• [STATED GOAL]
Output the records exactly as they appear, with no pictures included.

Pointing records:

====

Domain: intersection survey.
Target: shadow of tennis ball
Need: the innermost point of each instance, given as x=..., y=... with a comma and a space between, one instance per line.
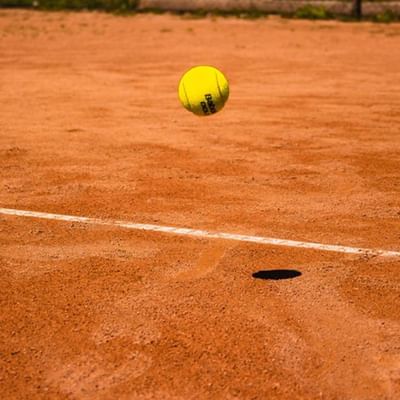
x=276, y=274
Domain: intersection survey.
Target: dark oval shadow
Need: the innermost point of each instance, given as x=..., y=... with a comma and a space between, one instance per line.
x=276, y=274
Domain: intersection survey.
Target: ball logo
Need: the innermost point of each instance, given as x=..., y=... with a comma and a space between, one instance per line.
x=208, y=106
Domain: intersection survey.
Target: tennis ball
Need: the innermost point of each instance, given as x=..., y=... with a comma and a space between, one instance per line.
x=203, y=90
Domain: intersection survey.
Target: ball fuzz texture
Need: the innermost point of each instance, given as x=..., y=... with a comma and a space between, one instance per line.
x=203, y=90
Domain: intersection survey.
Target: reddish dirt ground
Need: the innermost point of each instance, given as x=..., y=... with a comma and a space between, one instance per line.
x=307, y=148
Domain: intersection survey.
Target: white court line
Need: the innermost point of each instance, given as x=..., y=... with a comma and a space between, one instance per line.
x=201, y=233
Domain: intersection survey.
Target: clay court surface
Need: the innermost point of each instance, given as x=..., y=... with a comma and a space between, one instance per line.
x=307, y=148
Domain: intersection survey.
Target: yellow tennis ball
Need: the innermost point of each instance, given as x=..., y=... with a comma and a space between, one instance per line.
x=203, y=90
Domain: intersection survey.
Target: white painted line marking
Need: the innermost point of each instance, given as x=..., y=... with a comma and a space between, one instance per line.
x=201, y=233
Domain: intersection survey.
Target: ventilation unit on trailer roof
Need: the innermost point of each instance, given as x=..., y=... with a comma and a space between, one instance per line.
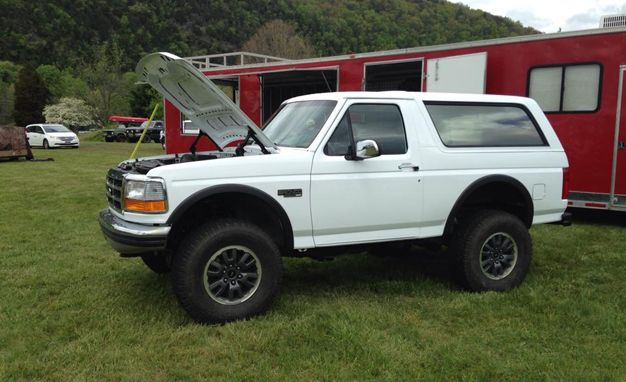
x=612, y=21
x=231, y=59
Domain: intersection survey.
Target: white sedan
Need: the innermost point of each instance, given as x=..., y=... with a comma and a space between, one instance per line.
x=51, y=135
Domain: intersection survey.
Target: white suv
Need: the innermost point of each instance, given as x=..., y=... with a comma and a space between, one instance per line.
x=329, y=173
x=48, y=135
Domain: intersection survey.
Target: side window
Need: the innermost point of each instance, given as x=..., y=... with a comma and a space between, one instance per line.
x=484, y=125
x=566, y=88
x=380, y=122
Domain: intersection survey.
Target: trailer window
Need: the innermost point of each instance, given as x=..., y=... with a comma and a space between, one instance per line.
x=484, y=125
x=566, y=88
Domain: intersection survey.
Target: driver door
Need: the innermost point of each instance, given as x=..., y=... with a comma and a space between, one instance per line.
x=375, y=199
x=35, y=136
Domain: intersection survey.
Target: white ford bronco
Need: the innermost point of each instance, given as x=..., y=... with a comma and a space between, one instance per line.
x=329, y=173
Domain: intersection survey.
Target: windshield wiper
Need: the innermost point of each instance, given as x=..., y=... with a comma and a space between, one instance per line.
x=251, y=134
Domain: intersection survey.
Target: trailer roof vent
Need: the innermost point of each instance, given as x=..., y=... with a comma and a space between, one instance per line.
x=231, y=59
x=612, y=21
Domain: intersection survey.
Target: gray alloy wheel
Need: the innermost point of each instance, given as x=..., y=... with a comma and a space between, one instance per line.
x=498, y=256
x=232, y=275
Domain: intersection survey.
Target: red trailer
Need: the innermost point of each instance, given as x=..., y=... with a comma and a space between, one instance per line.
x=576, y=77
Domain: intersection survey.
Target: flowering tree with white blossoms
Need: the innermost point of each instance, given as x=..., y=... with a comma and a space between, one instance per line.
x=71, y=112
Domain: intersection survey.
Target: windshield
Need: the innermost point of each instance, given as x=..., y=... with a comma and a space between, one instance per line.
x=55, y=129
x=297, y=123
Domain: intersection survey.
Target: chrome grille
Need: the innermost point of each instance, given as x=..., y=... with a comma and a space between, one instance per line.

====

• [SOLUTION FOR THIS EXERCISE]
Domain: intersection survey.
Target: shadow of tennis ball
Need: the innermost point of each instance, given as x=..., y=... with a comma and a space between, one instance per line.
x=276, y=274
Domain: intersection survey.
Target: dark oval shadow
Need: the innermost point of each instance, given as x=..., y=... with a comma and a space between, one instance per line.
x=276, y=274
Domain: intersection survey.
Target: ball logo
Need: the innermost point of each instance, given as x=..., y=... with a comma and a space between, one instance per line.
x=208, y=106
Domain: intersection survey.
Target: tennis ball
Need: the innermost point of each instance, given as x=..., y=... with a comma and a space between, one instance per line.
x=203, y=90
Domain: intersection survey.
Target: ball fuzz texture
Need: the innermost point of each instance, given as x=..., y=... with a comma and a space between, one instance per line.
x=203, y=90
Domain: intersection survey.
Target: reddish dirt ground
Need: the innermost point of each instance, given as x=..., y=... with a comma and a space between, one instance per line.
x=307, y=148
Domain: intersection survey.
Target: white court line
Need: the innermost point of each instance, given as x=..., y=... with a comma and a space between, one instance per line.
x=201, y=233
Domain: intersection survey.
Target: clay court surface
Need: the innermost point of each instance, given as x=..., y=... with a comma and a space between, one instance per line.
x=307, y=148
Domain: intersection survey.
Target: yellow tennis ball
Need: the innermost point of each instance, given as x=..., y=... with a comma and a space between, one instance per line.
x=203, y=90
Domain: intersection survey.
Target: white painted line marking
Need: the innermost point of each instance, given as x=..., y=... with a comma and a space between, one instance per line.
x=201, y=233
Domain: intersection survey.
Target: ventilation unit on trailer roof
Need: the innermost point of each instance, given as x=..., y=... with a comma and a space between, one instance per line.
x=612, y=21
x=231, y=59
Domain: intersection survey.
Target: white sedan
Need: the innermost point of each instance, given as x=..., y=... with a comma and a space between, one instance per line.
x=51, y=135
Domain: intersection survey.
Target: white suv
Need: the innermost point of each instance, given as x=..., y=... with a comma and a space between, one instance per line.
x=329, y=173
x=48, y=135
Domain: intersection survey.
Target: side window
Need: the innermost point of each instance, given as x=..., y=... with a comma and a space between, one instance per line.
x=484, y=125
x=566, y=88
x=380, y=122
Domain: intersection survey.
Target: trailer window
Need: the innermost point of each instance, given as x=..., y=... with a comma and a space between, one instance per line.
x=484, y=125
x=566, y=88
Domain: intersection survey.
Target: driver door
Need: the innermost point of each instance, given as x=..., y=... with a comma and a space between, one instance per line.
x=375, y=199
x=35, y=136
Domain: intersection survey.
Target: white ford bronco
Need: the innermost point of each instance, given as x=..., y=... with a comma and a space between, one instance per line.
x=329, y=173
Domain: intersection survey.
Target: windshield wiper
Need: the innermost point of each instance, given as x=..., y=... with a comma and a space between, one instance per line.
x=251, y=134
Domain: intersection survey.
Target: trailer roof vent
Need: the innermost point of each instance, given as x=..., y=... with a comma and a space between, one instance per line.
x=231, y=59
x=612, y=21
Domain: intersection survey.
Target: gray alloy wheel
Need: the innermost point of each instance, given as x=..., y=... with a comma and a space between, one instance per line.
x=498, y=256
x=232, y=275
Domain: intersection survey.
Target: red trailer
Need: the innermost point of each instance, given as x=..., y=... with a comma and a space between, one instance per line.
x=576, y=77
Domain: intersection survey.
Target: flowering tree with white blossoms
Need: the innermost point of each instance, given as x=..., y=... with a comma and a space between, one instance per line.
x=71, y=112
Domain: intersection survey.
Target: windshield
Need: the innermost point of each instance, given as x=..., y=... with a comma and a space between, one instance per line.
x=55, y=129
x=297, y=123
Domain: intersection survey.
Target: chrome grille
Need: the innermost point of each instance, given as x=..., y=... with a comma and a space between, one instance per line.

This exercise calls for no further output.